EXCERPT TO READ

1

I am trying to catch a repeated pattern in my string. The subpattern starts with the beginning of word or ":" and ends with ":" or end of word. I tried findall and search in combination of multiple matching ((subpattern)__(subpattern))+ but was not able what is wrong:

cc = "GT__abc23_1231:TF__XYZ451"

import regex
ma = regex.match("(\b|\:)([a-zA-Z]*)__(.*)(:|\b)", cc)

Expected output:

GT, abc23_1231, TF, XYZ451

I saw a bunch of questions like this, but it did not help.

Community
  • 1
  • 1
Dima Lituiev
  • 12,544
  • 10
  • 41
  • 58
  • In your question code, do you mean `import re`? – Aaron Christiansen May 20 '16 at 19:43
  • 1
    Your requirements are unclear since the regex you tried contains `__` and matches some letters and `.*` matches anything, 0+ occurrences. Could you please precise? BTW, `_` is a word character, there is no `\b` between `T` and `_`. – Wiktor Stribiżew May 20 '16 at 19:44
  • I want to first split on ":", then split on double underscore. I import `regex` as it is recommended in the cited questions. – Dima Lituiev May 20 '16 at 20:05

2 Answers2

2

It seems you can use

(?:[^_:]|(?<!_)_(?!_))+

See the regex demo

Pattern details:

  • (?:[^_:]|(?<!_)_(?!_))+ - 1 or more sequences of:
    • [^_:] - any character but _ and :
    • (?<!_)_(?!_) - a single _ not enclosed with other _s

Python demo with re based solution:

import re
p = re.compile(r'(?:[^_:]|(?<!_)_(?!_))+')
s = "GT__abc23_1231:TF__XYZ451"
print(p.findall(s))

Stored data entries:

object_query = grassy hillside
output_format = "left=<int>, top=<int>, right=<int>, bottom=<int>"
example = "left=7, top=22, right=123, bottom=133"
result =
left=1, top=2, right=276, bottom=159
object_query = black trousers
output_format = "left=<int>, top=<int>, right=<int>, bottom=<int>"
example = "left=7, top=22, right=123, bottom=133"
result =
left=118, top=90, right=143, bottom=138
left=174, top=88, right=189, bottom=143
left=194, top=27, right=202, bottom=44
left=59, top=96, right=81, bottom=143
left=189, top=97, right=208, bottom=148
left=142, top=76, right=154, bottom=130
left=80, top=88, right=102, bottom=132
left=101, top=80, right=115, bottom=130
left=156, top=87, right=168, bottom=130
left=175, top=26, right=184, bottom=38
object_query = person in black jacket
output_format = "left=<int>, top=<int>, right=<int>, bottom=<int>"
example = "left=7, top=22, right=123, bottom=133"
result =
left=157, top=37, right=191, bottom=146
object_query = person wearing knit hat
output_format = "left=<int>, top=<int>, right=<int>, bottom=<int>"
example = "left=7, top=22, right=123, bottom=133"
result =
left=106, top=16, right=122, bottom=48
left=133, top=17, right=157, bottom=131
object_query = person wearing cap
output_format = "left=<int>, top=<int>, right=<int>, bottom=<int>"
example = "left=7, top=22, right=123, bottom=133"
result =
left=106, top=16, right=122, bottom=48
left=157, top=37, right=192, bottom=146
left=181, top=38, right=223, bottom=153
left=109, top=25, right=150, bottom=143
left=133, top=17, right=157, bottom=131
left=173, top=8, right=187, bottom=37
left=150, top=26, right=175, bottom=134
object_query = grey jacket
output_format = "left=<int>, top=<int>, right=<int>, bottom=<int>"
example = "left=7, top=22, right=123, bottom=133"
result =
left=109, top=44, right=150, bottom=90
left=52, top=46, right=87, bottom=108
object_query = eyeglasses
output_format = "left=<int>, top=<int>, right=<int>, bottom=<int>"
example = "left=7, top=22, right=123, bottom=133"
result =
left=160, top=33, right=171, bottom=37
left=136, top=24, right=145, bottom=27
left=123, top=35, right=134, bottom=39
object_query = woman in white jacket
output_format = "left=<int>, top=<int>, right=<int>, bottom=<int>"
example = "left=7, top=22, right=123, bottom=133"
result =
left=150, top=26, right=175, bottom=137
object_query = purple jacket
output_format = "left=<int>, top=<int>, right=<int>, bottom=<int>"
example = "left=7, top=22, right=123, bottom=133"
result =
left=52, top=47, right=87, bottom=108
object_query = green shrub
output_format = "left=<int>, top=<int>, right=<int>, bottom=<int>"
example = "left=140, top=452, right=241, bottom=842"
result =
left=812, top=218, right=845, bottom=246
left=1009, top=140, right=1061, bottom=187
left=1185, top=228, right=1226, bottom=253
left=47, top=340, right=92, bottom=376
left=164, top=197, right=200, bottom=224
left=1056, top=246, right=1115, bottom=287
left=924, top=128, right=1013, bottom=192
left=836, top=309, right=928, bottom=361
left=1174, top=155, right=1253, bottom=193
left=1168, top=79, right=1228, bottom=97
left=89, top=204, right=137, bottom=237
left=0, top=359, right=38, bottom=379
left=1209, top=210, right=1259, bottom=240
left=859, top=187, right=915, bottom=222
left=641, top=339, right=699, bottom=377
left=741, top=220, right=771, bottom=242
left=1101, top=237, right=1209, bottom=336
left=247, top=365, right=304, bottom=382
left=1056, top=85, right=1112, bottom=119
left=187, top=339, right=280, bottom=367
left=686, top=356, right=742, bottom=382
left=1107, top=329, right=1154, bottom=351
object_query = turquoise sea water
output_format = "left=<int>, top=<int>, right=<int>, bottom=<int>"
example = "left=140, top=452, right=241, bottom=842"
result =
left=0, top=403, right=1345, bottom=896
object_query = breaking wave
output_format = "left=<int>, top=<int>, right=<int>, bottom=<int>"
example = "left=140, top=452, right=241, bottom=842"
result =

REQUESTS
A – Please quote the regex thread from "I am trying" up to and including "did not help.".
B – In the regex thread, list every value shown as the expected output.
C – Carry on the regex thread from its last line.
These records have no connection to the regex thread.

TASK-BY-TASK RESULTS
A –
I am trying to catch a repeated pattern in my string. The subpattern starts with the beginning of word or ":" and ends with ":" or end of word. I tried findall and search in combination of multiple matching ((subpattern)__(subpattern))+ but was not able what is wrong:

cc = "GT__abc23_1231:TF__XYZ451"

import regex
ma = regex.match("(\b|\:)([a-zA-Z]*)__(.*)(:|\b)", cc)

Expected output:

GT, abc23_1231, TF, XYZ451

I saw a bunch of questions like this, but it did not help.

B – GT, abc23_1231, TF, XYZ451

C –
# => ['GT', 'abc23_1231', 'TF', 'XYZ451']

If the first character is always not a : and _, you may use an unrolled regex like:

r'[^_:]+(?:_(?!_)[^_:]*)*'

It won't match the values that start with single _ though (so, an unrolled regex is safer).

Wiktor Stribiżew
  • 607,720
  • 39
  • 448
  • 563
2

Use the smallest common denominator in "starts and ends with a : or a word-boundary", that is the word-boundary (your substrings are composed with word characters):

>>> import re
>>> cc = "GT__abc23_1231:TF__XYZ451"
>>> re.findall(r'\b([A-Za-z]+)__(\w+)', cc)
[['GT', 'abc23_1231'], ['TF', 'XYZ451']]

Testing if there are : around is useless.
(Note: no need to add a \b after \w+, since the quantifier is greedy, the word-boundary becomes implicit.)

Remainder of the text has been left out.